Entries from a collection
============
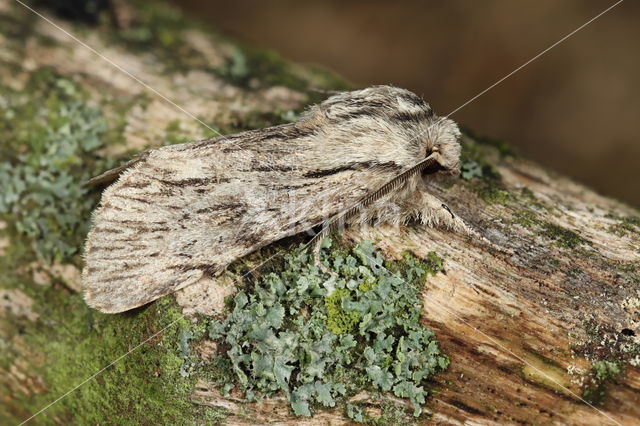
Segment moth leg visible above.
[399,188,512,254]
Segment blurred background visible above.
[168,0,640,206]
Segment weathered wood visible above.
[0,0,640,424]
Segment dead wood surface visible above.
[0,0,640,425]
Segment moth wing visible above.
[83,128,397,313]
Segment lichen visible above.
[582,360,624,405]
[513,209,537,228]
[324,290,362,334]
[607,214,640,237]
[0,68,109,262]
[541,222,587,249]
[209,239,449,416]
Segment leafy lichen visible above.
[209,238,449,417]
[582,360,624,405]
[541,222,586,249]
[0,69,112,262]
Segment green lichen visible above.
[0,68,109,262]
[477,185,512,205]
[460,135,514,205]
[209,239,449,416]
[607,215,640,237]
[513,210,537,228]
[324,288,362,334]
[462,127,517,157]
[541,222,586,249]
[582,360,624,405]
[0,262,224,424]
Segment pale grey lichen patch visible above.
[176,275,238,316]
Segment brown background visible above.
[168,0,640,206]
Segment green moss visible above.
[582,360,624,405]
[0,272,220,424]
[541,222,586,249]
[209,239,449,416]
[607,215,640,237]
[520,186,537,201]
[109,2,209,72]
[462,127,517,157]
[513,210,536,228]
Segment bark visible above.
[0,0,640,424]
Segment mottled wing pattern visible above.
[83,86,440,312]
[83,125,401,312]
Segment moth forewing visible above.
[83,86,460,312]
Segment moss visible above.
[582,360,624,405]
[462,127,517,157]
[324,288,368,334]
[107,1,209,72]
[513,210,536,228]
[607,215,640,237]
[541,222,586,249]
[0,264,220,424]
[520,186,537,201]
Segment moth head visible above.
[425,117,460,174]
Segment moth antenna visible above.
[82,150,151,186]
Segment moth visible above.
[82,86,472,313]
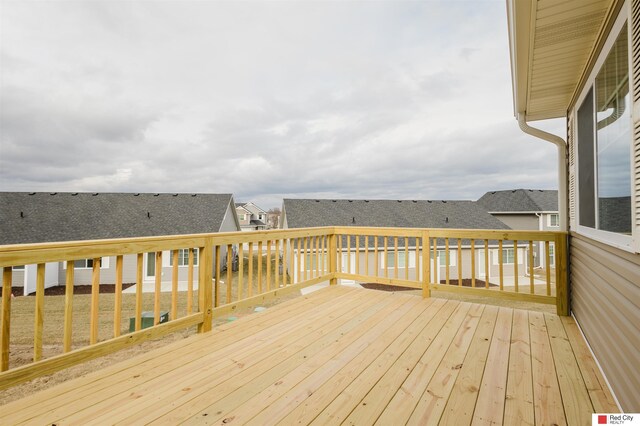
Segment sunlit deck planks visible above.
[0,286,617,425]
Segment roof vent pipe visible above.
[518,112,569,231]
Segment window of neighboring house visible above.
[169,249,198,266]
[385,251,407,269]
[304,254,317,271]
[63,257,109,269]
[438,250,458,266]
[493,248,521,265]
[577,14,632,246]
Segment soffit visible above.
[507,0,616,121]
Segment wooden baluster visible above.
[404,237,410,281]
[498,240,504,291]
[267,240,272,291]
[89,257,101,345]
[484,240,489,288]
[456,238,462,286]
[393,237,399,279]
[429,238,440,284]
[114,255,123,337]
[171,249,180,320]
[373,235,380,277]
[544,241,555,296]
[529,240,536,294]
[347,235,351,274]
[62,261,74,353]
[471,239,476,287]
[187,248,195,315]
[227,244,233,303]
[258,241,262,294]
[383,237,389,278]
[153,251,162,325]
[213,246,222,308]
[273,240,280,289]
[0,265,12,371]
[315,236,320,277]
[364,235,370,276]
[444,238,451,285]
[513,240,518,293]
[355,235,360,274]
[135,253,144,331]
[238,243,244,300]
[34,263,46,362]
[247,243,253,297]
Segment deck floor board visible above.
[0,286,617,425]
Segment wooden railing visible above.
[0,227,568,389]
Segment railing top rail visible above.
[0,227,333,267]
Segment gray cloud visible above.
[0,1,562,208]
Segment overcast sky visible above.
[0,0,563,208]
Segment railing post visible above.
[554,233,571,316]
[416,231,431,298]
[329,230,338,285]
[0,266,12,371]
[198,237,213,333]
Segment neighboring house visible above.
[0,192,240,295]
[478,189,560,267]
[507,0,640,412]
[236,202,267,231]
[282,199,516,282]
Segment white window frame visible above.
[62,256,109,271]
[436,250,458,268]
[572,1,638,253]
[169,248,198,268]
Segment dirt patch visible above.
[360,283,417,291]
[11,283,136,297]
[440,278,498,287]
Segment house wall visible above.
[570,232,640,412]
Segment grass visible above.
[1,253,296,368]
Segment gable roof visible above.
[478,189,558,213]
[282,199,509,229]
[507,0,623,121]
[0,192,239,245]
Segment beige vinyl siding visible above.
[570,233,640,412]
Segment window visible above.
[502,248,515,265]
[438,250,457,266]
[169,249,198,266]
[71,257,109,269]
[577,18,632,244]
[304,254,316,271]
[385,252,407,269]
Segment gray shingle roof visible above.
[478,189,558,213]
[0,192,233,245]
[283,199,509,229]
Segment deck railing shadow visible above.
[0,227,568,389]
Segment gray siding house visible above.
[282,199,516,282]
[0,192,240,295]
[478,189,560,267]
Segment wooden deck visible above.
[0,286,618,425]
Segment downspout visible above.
============
PROBLEM STATEMENT: Could you edit the listing from the line with "Segment grass visible above." up to and including the line with "[570,233,640,412]", changing "gable roof" to "pitched roof" and leaving everything else unchanged, then give back only those lines?

TASK RESPONSE:
Segment grass visible above.
[1,253,296,368]
Segment pitched roof visible above.
[478,189,558,213]
[282,199,509,229]
[507,0,623,121]
[0,192,239,245]
Segment beige vinyl siding visible above.
[570,233,640,412]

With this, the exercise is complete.